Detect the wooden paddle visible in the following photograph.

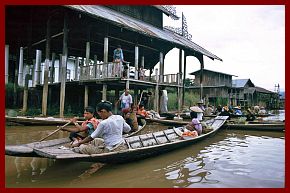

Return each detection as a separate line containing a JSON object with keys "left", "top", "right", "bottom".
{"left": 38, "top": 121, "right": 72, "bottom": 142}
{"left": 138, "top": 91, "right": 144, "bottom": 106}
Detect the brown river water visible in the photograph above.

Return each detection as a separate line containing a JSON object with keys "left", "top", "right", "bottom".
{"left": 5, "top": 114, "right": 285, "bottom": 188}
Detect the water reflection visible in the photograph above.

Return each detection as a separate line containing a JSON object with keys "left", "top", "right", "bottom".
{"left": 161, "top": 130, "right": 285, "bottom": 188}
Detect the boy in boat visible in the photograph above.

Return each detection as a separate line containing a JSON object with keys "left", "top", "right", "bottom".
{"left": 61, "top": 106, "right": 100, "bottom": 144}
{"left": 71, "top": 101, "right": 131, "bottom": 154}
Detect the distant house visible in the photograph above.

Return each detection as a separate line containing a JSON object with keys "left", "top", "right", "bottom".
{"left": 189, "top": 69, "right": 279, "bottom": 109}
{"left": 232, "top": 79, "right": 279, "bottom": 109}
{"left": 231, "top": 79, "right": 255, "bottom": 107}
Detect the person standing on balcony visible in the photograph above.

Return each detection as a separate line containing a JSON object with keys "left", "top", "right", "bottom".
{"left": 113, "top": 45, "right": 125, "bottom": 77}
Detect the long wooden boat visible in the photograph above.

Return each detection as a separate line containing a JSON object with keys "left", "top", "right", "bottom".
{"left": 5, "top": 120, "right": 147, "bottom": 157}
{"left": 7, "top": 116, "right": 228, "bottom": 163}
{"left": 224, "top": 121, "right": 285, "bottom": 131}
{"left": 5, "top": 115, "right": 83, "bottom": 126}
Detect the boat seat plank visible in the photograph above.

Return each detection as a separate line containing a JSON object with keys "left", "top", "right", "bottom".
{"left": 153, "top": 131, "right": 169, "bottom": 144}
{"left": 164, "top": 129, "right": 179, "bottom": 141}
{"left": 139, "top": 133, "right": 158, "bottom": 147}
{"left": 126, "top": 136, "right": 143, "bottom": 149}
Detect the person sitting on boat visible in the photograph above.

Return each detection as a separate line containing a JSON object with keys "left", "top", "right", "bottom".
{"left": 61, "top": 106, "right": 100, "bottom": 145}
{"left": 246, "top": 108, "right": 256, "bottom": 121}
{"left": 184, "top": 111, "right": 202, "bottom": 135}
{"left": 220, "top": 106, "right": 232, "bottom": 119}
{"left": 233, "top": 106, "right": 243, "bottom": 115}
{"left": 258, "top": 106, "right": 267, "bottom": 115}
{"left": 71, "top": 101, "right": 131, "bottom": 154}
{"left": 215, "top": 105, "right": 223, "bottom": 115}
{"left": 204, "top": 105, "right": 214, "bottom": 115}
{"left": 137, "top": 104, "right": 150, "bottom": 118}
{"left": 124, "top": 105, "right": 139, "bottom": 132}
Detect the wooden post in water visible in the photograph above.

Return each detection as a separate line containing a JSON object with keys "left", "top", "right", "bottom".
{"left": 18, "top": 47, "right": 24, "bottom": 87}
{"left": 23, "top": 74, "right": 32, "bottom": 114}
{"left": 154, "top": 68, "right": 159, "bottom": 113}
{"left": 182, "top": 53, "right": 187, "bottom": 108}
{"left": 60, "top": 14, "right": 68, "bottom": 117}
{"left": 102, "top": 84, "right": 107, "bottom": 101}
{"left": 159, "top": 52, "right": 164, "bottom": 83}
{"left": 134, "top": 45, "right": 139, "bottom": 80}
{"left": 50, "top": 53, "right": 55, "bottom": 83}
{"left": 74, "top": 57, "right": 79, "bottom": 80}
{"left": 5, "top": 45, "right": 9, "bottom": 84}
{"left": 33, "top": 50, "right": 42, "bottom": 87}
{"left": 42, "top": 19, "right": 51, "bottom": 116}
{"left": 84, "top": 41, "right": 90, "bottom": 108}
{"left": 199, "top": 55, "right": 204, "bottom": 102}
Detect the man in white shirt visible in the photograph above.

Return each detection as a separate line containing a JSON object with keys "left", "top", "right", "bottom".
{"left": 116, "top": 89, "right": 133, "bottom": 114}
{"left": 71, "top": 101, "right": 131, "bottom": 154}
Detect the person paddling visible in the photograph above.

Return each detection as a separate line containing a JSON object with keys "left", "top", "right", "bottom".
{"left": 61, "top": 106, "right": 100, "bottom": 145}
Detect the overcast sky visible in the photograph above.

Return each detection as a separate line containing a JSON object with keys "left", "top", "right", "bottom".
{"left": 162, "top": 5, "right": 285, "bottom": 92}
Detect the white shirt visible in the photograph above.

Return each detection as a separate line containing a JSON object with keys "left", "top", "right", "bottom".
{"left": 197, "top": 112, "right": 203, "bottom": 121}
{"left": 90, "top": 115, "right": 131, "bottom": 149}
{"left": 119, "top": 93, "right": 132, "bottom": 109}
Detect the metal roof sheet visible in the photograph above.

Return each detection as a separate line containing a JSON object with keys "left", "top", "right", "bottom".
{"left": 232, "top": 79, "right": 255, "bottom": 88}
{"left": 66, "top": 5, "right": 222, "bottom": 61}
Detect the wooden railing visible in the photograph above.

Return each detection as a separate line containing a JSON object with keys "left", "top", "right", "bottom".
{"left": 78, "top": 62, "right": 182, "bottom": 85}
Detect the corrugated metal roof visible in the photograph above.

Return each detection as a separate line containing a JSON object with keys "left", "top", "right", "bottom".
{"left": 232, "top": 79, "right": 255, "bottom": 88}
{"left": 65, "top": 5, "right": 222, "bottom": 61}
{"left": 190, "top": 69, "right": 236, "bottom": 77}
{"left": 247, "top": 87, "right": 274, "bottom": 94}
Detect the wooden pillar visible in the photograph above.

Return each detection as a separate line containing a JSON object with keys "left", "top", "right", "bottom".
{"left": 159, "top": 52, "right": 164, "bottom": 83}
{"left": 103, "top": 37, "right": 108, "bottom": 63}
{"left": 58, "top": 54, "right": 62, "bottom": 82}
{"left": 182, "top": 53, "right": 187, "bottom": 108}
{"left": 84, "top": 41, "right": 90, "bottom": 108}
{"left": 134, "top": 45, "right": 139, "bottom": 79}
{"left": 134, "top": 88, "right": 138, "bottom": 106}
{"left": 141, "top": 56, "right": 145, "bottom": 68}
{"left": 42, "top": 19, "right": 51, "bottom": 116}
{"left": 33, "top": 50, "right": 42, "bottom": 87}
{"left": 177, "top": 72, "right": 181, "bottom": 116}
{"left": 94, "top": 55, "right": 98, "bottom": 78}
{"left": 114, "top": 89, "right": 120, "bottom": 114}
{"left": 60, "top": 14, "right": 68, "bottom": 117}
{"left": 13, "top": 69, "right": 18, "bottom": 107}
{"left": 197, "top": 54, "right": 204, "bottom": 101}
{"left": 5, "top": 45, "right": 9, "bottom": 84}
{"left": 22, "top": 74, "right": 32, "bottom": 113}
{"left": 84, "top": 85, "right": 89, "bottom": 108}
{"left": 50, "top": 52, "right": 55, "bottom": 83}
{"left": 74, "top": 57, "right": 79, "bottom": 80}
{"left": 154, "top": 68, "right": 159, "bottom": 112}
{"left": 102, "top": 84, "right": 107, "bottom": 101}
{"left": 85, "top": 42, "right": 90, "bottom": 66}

*-*-*

__The problem__
The reply should reproduce every entry above word for word and contain no pictures.

__Answer section__
Detect the wooden paddle visible in the following photograph.


Return each detection as a separate line containing a JSON object with keys "left", "top", "right", "bottom".
{"left": 38, "top": 121, "right": 72, "bottom": 142}
{"left": 138, "top": 91, "right": 144, "bottom": 106}
Detect the brown river water visible in the photograph above.

Return each detection as a separate line containing a JSON object with keys "left", "top", "right", "bottom".
{"left": 5, "top": 114, "right": 285, "bottom": 188}
Detect the water reflection visible in the photograph above.

Return each detection as a separate line containing a JSON object with keys "left", "top", "right", "bottom".
{"left": 161, "top": 130, "right": 285, "bottom": 188}
Detect the boy in boat visible in the photograph above.

Return each detection as a separate line containing a JSON object with keys "left", "top", "right", "bottom".
{"left": 61, "top": 106, "right": 100, "bottom": 144}
{"left": 71, "top": 101, "right": 131, "bottom": 154}
Detect the distant house visible in the photograph above.

Return each detection as a separate line containing a JSON object with keys "left", "top", "right", "bottom".
{"left": 189, "top": 69, "right": 279, "bottom": 109}
{"left": 232, "top": 79, "right": 279, "bottom": 109}
{"left": 231, "top": 79, "right": 255, "bottom": 107}
Detect the person standing on balcony visible in the photograph above.

Return each detection as a separate line containing a JSON object with keys "left", "top", "right", "bottom".
{"left": 113, "top": 45, "right": 125, "bottom": 77}
Detect the long wooden boat visible in the photograph above.

Return each detection as a separate line containing a JSON object with keys "left", "top", "right", "bottom".
{"left": 5, "top": 120, "right": 147, "bottom": 157}
{"left": 7, "top": 116, "right": 228, "bottom": 163}
{"left": 224, "top": 121, "right": 285, "bottom": 131}
{"left": 5, "top": 115, "right": 83, "bottom": 126}
Detect the boat seat plank visible in the photograph above.

Return each detection as a separate line containing a JSON object with keys "left", "top", "right", "bottom".
{"left": 153, "top": 131, "right": 169, "bottom": 144}
{"left": 164, "top": 129, "right": 179, "bottom": 141}
{"left": 139, "top": 133, "right": 158, "bottom": 147}
{"left": 126, "top": 136, "right": 143, "bottom": 149}
Detect the person sitting on boat visible in the photograph above.

Return each detection as a separate line containing a JSON object with keys "left", "top", "right", "bottom".
{"left": 61, "top": 106, "right": 100, "bottom": 145}
{"left": 246, "top": 108, "right": 256, "bottom": 121}
{"left": 184, "top": 111, "right": 202, "bottom": 135}
{"left": 220, "top": 106, "right": 232, "bottom": 119}
{"left": 233, "top": 106, "right": 243, "bottom": 115}
{"left": 258, "top": 106, "right": 267, "bottom": 115}
{"left": 71, "top": 101, "right": 131, "bottom": 154}
{"left": 215, "top": 105, "right": 223, "bottom": 115}
{"left": 204, "top": 105, "right": 214, "bottom": 115}
{"left": 137, "top": 104, "right": 150, "bottom": 118}
{"left": 124, "top": 105, "right": 139, "bottom": 132}
Detect the wooden post in water visible in the photograph above.

Return each detection as a separate line containing a JSON object with keys "left", "top", "right", "bottom".
{"left": 18, "top": 47, "right": 24, "bottom": 87}
{"left": 23, "top": 74, "right": 32, "bottom": 114}
{"left": 154, "top": 68, "right": 159, "bottom": 113}
{"left": 182, "top": 53, "right": 187, "bottom": 108}
{"left": 60, "top": 14, "right": 68, "bottom": 117}
{"left": 102, "top": 84, "right": 107, "bottom": 101}
{"left": 159, "top": 52, "right": 164, "bottom": 83}
{"left": 134, "top": 45, "right": 139, "bottom": 80}
{"left": 50, "top": 53, "right": 55, "bottom": 83}
{"left": 74, "top": 57, "right": 79, "bottom": 80}
{"left": 5, "top": 45, "right": 9, "bottom": 84}
{"left": 33, "top": 50, "right": 42, "bottom": 87}
{"left": 42, "top": 19, "right": 51, "bottom": 116}
{"left": 84, "top": 41, "right": 90, "bottom": 108}
{"left": 199, "top": 55, "right": 204, "bottom": 102}
Detect the man in white shirt visible in the photograph above.

Return each detection as a separate line containing a JSON object with keys "left", "top", "right", "bottom".
{"left": 116, "top": 89, "right": 133, "bottom": 114}
{"left": 71, "top": 101, "right": 131, "bottom": 154}
Detect the person paddling visible in the photograph above.

Return each detection as a separate line containing a JSON object with keys "left", "top", "right", "bottom".
{"left": 61, "top": 106, "right": 100, "bottom": 145}
Detect the overcast sky visible in the photograph above.

Return each detection as a separate line containing a JSON object with keys "left", "top", "right", "bottom".
{"left": 162, "top": 5, "right": 285, "bottom": 92}
Detect the white shirt visible in the photograph above.

Return each detection as a separate line containing a JSON object with keys "left", "top", "right", "bottom".
{"left": 197, "top": 112, "right": 203, "bottom": 121}
{"left": 90, "top": 115, "right": 131, "bottom": 149}
{"left": 119, "top": 93, "right": 132, "bottom": 109}
Detect the metal roof sheet visible in the photograph above.

Return each detection as a separate line containing a JSON object with keys "left", "top", "right", "bottom".
{"left": 232, "top": 79, "right": 255, "bottom": 88}
{"left": 66, "top": 5, "right": 222, "bottom": 61}
Detect the wooden railing visible in the photograph above.

Return each detection as a separate line containing a JSON object with keys "left", "top", "right", "bottom".
{"left": 78, "top": 62, "right": 182, "bottom": 85}
Detect the corrugated metal roof visible in the photograph above.

Return each detection as a separate line containing a JSON object with keys "left", "top", "right", "bottom".
{"left": 232, "top": 79, "right": 255, "bottom": 88}
{"left": 65, "top": 5, "right": 222, "bottom": 61}
{"left": 190, "top": 69, "right": 236, "bottom": 77}
{"left": 247, "top": 87, "right": 274, "bottom": 94}
Detect the wooden pillar visible in the photograph above.

Return each detection as a separate line containing a JSON object with keys "left", "top", "right", "bottom".
{"left": 159, "top": 52, "right": 164, "bottom": 83}
{"left": 103, "top": 37, "right": 108, "bottom": 63}
{"left": 58, "top": 54, "right": 62, "bottom": 82}
{"left": 182, "top": 53, "right": 187, "bottom": 108}
{"left": 84, "top": 41, "right": 90, "bottom": 108}
{"left": 134, "top": 45, "right": 139, "bottom": 79}
{"left": 134, "top": 88, "right": 138, "bottom": 106}
{"left": 141, "top": 56, "right": 145, "bottom": 68}
{"left": 42, "top": 19, "right": 51, "bottom": 116}
{"left": 33, "top": 50, "right": 42, "bottom": 87}
{"left": 177, "top": 72, "right": 181, "bottom": 116}
{"left": 94, "top": 55, "right": 98, "bottom": 78}
{"left": 114, "top": 89, "right": 120, "bottom": 114}
{"left": 60, "top": 14, "right": 68, "bottom": 117}
{"left": 13, "top": 69, "right": 18, "bottom": 107}
{"left": 197, "top": 54, "right": 204, "bottom": 101}
{"left": 5, "top": 45, "right": 9, "bottom": 84}
{"left": 22, "top": 74, "right": 32, "bottom": 113}
{"left": 84, "top": 85, "right": 89, "bottom": 108}
{"left": 50, "top": 52, "right": 55, "bottom": 83}
{"left": 74, "top": 57, "right": 79, "bottom": 80}
{"left": 154, "top": 68, "right": 159, "bottom": 112}
{"left": 102, "top": 84, "right": 107, "bottom": 101}
{"left": 85, "top": 42, "right": 90, "bottom": 66}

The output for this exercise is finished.